_TO DO:_ Each entry must be restated word for word.

Records excerpted from a collection
==*==

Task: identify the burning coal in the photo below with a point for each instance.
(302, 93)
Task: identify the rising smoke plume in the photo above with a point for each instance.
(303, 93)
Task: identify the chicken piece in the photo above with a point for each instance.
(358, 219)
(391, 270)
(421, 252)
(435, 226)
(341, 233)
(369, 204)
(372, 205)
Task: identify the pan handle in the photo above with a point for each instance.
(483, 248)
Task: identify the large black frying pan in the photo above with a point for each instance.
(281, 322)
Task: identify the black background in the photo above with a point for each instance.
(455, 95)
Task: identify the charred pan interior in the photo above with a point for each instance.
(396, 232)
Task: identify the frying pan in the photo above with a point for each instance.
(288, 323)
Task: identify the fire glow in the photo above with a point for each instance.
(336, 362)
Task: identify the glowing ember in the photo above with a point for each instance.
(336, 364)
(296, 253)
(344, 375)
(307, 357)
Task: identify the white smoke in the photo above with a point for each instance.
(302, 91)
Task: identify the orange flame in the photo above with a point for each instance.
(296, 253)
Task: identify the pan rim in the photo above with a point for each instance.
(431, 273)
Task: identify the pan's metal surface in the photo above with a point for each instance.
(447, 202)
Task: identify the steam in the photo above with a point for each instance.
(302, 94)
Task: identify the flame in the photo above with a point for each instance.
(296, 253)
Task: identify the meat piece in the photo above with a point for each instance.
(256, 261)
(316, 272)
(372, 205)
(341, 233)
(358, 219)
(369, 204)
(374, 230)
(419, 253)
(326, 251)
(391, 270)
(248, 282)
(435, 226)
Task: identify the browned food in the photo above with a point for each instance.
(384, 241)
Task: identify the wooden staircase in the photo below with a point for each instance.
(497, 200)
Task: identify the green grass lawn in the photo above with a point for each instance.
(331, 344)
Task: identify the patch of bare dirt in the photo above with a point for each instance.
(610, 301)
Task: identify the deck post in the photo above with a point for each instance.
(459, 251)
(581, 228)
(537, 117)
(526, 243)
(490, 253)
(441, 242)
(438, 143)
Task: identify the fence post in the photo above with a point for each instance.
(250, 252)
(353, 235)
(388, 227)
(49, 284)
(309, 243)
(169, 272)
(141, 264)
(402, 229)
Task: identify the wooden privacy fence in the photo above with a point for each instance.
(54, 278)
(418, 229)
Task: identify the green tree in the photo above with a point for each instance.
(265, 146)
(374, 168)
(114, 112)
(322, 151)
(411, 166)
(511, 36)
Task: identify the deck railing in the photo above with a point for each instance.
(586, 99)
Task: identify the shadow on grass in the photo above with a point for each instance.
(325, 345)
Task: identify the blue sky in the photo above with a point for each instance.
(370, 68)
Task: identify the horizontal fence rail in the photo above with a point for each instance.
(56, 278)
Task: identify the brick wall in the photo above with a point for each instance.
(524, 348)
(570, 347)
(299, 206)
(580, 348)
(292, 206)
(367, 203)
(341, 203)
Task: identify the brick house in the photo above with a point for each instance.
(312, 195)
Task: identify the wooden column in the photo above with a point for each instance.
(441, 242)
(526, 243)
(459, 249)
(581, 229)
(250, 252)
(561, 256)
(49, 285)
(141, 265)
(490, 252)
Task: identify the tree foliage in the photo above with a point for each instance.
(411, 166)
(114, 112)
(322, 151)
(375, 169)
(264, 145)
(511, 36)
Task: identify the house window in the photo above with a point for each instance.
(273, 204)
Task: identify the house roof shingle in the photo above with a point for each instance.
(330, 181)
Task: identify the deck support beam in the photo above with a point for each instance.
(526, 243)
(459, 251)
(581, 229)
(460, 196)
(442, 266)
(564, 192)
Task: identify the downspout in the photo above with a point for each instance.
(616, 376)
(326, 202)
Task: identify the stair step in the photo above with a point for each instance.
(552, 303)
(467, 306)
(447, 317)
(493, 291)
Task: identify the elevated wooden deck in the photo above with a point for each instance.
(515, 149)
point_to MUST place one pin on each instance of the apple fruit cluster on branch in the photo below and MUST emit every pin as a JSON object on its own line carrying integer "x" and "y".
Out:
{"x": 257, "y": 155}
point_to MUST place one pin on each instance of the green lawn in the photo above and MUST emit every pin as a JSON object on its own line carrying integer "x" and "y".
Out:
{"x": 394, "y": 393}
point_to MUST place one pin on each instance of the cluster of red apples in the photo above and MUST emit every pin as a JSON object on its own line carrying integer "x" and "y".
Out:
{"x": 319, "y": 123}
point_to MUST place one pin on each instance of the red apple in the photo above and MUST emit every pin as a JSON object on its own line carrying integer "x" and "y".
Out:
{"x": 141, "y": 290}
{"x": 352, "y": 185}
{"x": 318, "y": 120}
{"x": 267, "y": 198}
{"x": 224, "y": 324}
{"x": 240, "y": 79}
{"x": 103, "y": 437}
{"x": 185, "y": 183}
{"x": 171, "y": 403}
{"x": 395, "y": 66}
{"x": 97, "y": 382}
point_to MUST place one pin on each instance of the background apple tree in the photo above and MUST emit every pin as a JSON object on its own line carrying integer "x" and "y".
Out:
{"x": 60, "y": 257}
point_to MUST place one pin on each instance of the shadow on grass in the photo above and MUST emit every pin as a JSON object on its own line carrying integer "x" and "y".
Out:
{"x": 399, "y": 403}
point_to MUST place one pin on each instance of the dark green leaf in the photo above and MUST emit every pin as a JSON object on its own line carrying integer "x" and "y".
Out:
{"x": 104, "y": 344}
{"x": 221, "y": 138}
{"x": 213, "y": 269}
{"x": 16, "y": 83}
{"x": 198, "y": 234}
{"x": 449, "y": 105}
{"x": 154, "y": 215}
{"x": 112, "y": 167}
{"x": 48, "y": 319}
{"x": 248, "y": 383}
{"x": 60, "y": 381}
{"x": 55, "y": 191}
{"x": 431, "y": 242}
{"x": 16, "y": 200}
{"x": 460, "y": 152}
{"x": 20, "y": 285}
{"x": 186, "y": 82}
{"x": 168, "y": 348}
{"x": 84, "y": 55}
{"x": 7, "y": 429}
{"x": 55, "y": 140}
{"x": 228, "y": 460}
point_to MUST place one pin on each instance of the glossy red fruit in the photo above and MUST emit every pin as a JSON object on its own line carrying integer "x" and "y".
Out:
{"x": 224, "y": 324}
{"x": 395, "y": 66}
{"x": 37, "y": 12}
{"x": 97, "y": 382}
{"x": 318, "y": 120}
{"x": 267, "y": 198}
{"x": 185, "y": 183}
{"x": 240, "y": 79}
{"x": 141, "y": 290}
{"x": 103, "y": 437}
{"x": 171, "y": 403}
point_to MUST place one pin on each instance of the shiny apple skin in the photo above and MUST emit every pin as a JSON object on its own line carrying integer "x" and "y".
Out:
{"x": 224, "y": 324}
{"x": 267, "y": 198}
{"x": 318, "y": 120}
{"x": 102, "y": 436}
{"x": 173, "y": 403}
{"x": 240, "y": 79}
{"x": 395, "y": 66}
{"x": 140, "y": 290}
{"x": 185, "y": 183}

==*==

_RESULT:_
Task: identify the burning coal in the photo below with a point for each instance.
(302, 93)
Task: identify the rising smoke plume in the photo above with a point for each instance.
(303, 93)
Task: identify the chicken piece in the photo above with a point for each instance.
(358, 219)
(391, 270)
(421, 252)
(435, 226)
(341, 233)
(369, 204)
(372, 205)
Task: identify the pan handle in the photo above with a point for each instance.
(483, 248)
Task: identify the large black frying pan in the photo above with a point for each instance.
(281, 322)
Task: identify the black background in the photo above with a point for each instance.
(455, 95)
Task: identify the charred pan interior in the photo above with a point for each instance.
(396, 232)
Task: identify the frying pan in the photo above with a point for each instance.
(288, 323)
Task: identify the fire glow in the photo above with a point for each instance.
(336, 362)
Task: identify the glowing ember in the photo above with a point for each instance.
(336, 364)
(296, 253)
(344, 375)
(307, 357)
Task: identify the white smoke in the photo above with a point for each instance.
(302, 91)
Task: identify the orange flame in the photo above with a point for each instance.
(296, 253)
Task: identify the pan rim in the photo above with a point for each instance.
(431, 273)
Task: identify the pan's metal surface in the photo above with a point for each instance.
(447, 202)
Task: identify the steam in the photo above with a point for each instance.
(302, 94)
Task: identify the flame in the photo above with a point for each instance.
(296, 253)
Task: identify the meat piece in the photo above with a point for each instance.
(256, 261)
(316, 272)
(372, 205)
(341, 233)
(358, 219)
(369, 204)
(374, 230)
(419, 253)
(326, 251)
(391, 270)
(248, 282)
(435, 226)
Task: identify the browned food in the photo above with a point for each instance.
(384, 241)
Task: identify the wooden staircase in the photo below with a point for each instance.
(497, 200)
Task: identify the green grass lawn in the photo above with a point for each instance.
(331, 344)
Task: identify the patch of bare dirt in the photo above with a point for each instance.
(610, 301)
Task: identify the deck post in the photo above with a point for each instance.
(459, 251)
(581, 228)
(537, 117)
(526, 243)
(490, 253)
(441, 242)
(438, 143)
Task: identify the fence post in the photo above with a point for each instance.
(250, 252)
(353, 235)
(388, 227)
(49, 284)
(309, 243)
(169, 272)
(141, 264)
(402, 229)
Task: identify the wooden privacy fence in the photo above with a point for each instance.
(54, 278)
(418, 229)
Task: identify the green tree in the photo above with a point for each instance.
(265, 146)
(374, 168)
(114, 112)
(322, 151)
(411, 166)
(511, 36)
Task: identify the deck railing in the photo above with a point for each instance.
(586, 99)
Task: identify the shadow on grass in the photo above with a point for each instance.
(325, 345)
Task: identify the blue sky in the photo above with a point for each instance.
(370, 68)
Task: identify the horizontal fence rail in the photo above with a point for each instance.
(56, 278)
Task: identify the brick wall in the photo above with a point for each instance.
(524, 348)
(570, 347)
(299, 206)
(580, 348)
(292, 206)
(367, 203)
(341, 203)
Task: identify the brick house in the photo above with a point for each instance.
(312, 195)
Task: identify the wooden column in the photo above with a point for each instance.
(441, 242)
(526, 243)
(459, 249)
(581, 229)
(250, 252)
(561, 256)
(49, 285)
(141, 265)
(490, 252)
Task: identify the tree foliage in the photo above with a point for each instance.
(411, 166)
(114, 112)
(322, 151)
(375, 169)
(264, 145)
(511, 36)
Task: identify the house window in the photo above with a point for each instance.
(273, 204)
Task: identify the house roof shingle in the photo above with a point for each instance.
(330, 181)
Task: identify the deck support beam in the photo above with a point for each instance.
(526, 243)
(459, 251)
(581, 229)
(460, 196)
(442, 266)
(564, 192)
Task: identify the downspout in the photo above with a point for each instance.
(616, 376)
(326, 202)
Task: identify the stair step in the photo above with a point for each instance.
(552, 303)
(467, 306)
(447, 317)
(493, 291)
Task: identify the elevated wooden deck in the photo above with a point for each instance.
(515, 149)
point_to MUST place one pin on each instance of the apple fruit cluster on branch in the photo below and MUST emit every pin as a JSON object on its own line carrying integer "x" and "y".
Out:
{"x": 257, "y": 155}
point_to MUST place one pin on each instance of the green lawn in the photo above and MUST emit every pin as a JSON object on its own line carrying integer "x" and "y".
Out:
{"x": 394, "y": 393}
point_to MUST place one pin on each instance of the cluster of red apples in the photo above and MUST emit every pin as a JSON object on its own line carrying integer "x" and "y".
Out:
{"x": 319, "y": 123}
point_to MUST place one pin on each instance of the red apple in the photo above and MUST emit every pin as a JSON object on its own line carrying integer "x" and "y".
Out:
{"x": 141, "y": 290}
{"x": 352, "y": 185}
{"x": 318, "y": 120}
{"x": 267, "y": 198}
{"x": 224, "y": 324}
{"x": 240, "y": 79}
{"x": 103, "y": 437}
{"x": 185, "y": 183}
{"x": 171, "y": 403}
{"x": 395, "y": 66}
{"x": 97, "y": 382}
point_to MUST place one pin on each instance of the background apple tree in the photo above and MUST emit every pin as a JSON object on its own line carrying integer "x" and "y".
Out:
{"x": 60, "y": 257}
point_to MUST place one pin on each instance of the shadow on grass in the photo above and MUST emit every pin as a JSON object on its own line carrying integer "x" and "y".
Out:
{"x": 399, "y": 403}
point_to MUST place one pin on each instance of the dark green leaf in the photo above and MUST emit every pin as a JSON object on its own line carrying integer "x" and "y".
Out:
{"x": 104, "y": 344}
{"x": 221, "y": 138}
{"x": 213, "y": 269}
{"x": 16, "y": 83}
{"x": 198, "y": 234}
{"x": 449, "y": 105}
{"x": 154, "y": 215}
{"x": 112, "y": 167}
{"x": 48, "y": 319}
{"x": 248, "y": 383}
{"x": 60, "y": 381}
{"x": 55, "y": 191}
{"x": 431, "y": 242}
{"x": 16, "y": 200}
{"x": 460, "y": 152}
{"x": 20, "y": 285}
{"x": 186, "y": 82}
{"x": 168, "y": 348}
{"x": 84, "y": 55}
{"x": 7, "y": 429}
{"x": 55, "y": 140}
{"x": 228, "y": 460}
point_to MUST place one pin on each instance of the glossy red fruit in the photo above and MUST emit every pin as a JSON object on its own line carrying integer "x" and "y".
Out:
{"x": 224, "y": 324}
{"x": 395, "y": 66}
{"x": 37, "y": 12}
{"x": 97, "y": 382}
{"x": 318, "y": 120}
{"x": 267, "y": 198}
{"x": 185, "y": 183}
{"x": 240, "y": 79}
{"x": 141, "y": 290}
{"x": 103, "y": 437}
{"x": 171, "y": 403}
point_to MUST place one pin on each instance of the shiny apple skin in the photo above and MUST emit every pin as a JSON object on its own line carrying integer "x" and "y".
Out:
{"x": 224, "y": 324}
{"x": 267, "y": 198}
{"x": 318, "y": 120}
{"x": 102, "y": 436}
{"x": 173, "y": 403}
{"x": 240, "y": 79}
{"x": 395, "y": 66}
{"x": 140, "y": 290}
{"x": 185, "y": 183}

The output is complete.